■ **DATA FOR REVIEW**

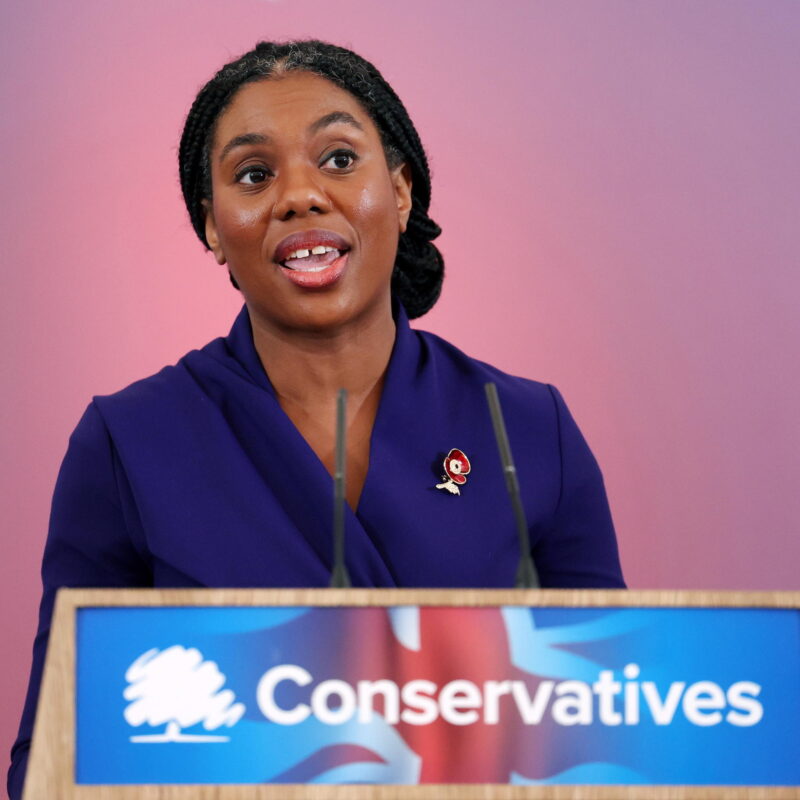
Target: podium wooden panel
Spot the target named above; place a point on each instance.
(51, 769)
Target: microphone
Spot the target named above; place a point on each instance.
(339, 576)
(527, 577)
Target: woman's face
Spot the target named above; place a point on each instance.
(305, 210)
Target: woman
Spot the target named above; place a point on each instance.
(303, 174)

■ **REQUIRED ACTION**
Your answer must be an exact repeat of all the records, minus the pictures.

■ **OUTPUT BELOW**
Target: podium wooden panel
Spot the target named above; place a point on each instance.
(51, 769)
Target: microphone
Spot the target named above; place a point on each instance.
(339, 576)
(527, 577)
Target: woman's face
Spot the target named above; place a point on each instance.
(305, 210)
Target: woman
Spot the target named above; place a point on each instance.
(303, 174)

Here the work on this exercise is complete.